* What the task requires *
Repeat the part of the London light festival article below between "Winters in London" and "for public spaces.", inclusive.

## Start Extract to read

Winters in London can be damp and dreary. The British capital sits at 51.5 degrees latitude north – roughly equivalent to the Canadian city of Calgary – and in December, the British capital can descend into darkness by 4:30 p.m.
To provide some light and boost demand for London businesses, the city is sponsoring a four-day light festival that continues through Jan. 21. “Lumiere London” features more than 50 installations by artists from Europe and North America and is organized by Artichoke, a charity that produces art for public spaces.
“Lumiere festival is fantastic, because it is the darkest time of the year,” said Jo Pocock, artistic director of the Lantern Company, one of the participants. “It’s a great way of bringing visitors to the city.”
And brighten spirits in the long, dark winter months.
“It’s harder to get up and that’s why we need beauty,” said Marie-Anne Souloumiac, who works for Studio Roosegaarde, a Dutch firm that created Waterlicht, an installation of undulating blue lights and smoke designed to resemble a flood. “It sparks up your imagination and that’s what we need, especially in those dark days.”

## End Extract to read
## Start Excerpted data

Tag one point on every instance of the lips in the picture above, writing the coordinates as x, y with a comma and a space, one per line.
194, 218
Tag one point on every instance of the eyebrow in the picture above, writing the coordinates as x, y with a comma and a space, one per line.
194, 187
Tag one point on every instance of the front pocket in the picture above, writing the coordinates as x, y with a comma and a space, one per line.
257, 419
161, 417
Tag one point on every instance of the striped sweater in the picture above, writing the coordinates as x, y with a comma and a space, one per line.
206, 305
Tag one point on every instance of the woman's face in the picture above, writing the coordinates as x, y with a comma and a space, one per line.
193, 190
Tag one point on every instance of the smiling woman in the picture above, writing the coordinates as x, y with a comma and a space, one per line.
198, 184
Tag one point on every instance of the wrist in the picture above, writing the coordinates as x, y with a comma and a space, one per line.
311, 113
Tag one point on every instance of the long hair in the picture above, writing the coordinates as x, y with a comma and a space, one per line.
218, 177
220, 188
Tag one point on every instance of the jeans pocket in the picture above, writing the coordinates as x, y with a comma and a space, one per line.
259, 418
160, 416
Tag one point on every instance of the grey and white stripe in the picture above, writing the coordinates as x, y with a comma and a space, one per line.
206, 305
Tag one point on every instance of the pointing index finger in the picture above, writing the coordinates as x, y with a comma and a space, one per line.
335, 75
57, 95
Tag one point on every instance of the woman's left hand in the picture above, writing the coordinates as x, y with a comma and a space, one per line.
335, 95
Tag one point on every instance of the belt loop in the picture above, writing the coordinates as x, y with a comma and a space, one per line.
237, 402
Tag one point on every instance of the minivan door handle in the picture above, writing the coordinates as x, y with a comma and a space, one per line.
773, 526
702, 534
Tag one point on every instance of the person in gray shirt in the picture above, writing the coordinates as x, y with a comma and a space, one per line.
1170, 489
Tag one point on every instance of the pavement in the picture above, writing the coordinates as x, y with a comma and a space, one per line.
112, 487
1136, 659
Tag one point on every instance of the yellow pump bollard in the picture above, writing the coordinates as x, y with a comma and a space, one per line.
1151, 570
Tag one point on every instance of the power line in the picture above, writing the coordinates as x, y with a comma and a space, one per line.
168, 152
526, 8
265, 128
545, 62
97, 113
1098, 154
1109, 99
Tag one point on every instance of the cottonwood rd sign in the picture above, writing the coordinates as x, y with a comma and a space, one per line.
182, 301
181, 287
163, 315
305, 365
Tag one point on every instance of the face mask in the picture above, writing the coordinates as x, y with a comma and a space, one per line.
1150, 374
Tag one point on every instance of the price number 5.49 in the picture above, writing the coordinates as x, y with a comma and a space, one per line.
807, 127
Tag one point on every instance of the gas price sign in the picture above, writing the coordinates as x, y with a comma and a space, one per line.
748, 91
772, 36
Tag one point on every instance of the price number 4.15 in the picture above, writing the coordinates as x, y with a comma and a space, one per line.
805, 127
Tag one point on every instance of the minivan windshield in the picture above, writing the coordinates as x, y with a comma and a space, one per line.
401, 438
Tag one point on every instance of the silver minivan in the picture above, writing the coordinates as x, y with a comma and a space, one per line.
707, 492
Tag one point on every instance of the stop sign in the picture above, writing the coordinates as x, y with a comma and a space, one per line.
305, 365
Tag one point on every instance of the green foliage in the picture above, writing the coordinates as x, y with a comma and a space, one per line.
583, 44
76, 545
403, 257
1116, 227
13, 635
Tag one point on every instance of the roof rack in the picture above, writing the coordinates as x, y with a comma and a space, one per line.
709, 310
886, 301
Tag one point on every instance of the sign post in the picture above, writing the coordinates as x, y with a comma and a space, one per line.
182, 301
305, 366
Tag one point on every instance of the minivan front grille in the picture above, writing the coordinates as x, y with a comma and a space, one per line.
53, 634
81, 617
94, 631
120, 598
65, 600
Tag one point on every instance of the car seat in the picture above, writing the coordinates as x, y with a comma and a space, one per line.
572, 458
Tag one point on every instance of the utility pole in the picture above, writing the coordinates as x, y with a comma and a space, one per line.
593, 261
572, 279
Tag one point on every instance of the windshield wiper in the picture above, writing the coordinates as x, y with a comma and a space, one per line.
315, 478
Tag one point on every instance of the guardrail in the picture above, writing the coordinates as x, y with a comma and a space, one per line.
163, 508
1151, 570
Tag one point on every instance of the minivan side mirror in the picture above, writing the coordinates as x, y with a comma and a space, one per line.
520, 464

## End Excerpted data

* Response to the exercise *
Winters in London can be damp and dreary. The British capital sits at 51.5 degrees latitude north – roughly equivalent to the Canadian city of Calgary – and in December, the British capital can descend into darkness by 4:30 p.m.
To provide some light and boost demand for London businesses, the city is sponsoring a four-day light festival that continues through Jan. 21. “Lumiere London” features more than 50 installations by artists from Europe and North America and is organized by Artichoke, a charity that produces art for public spaces.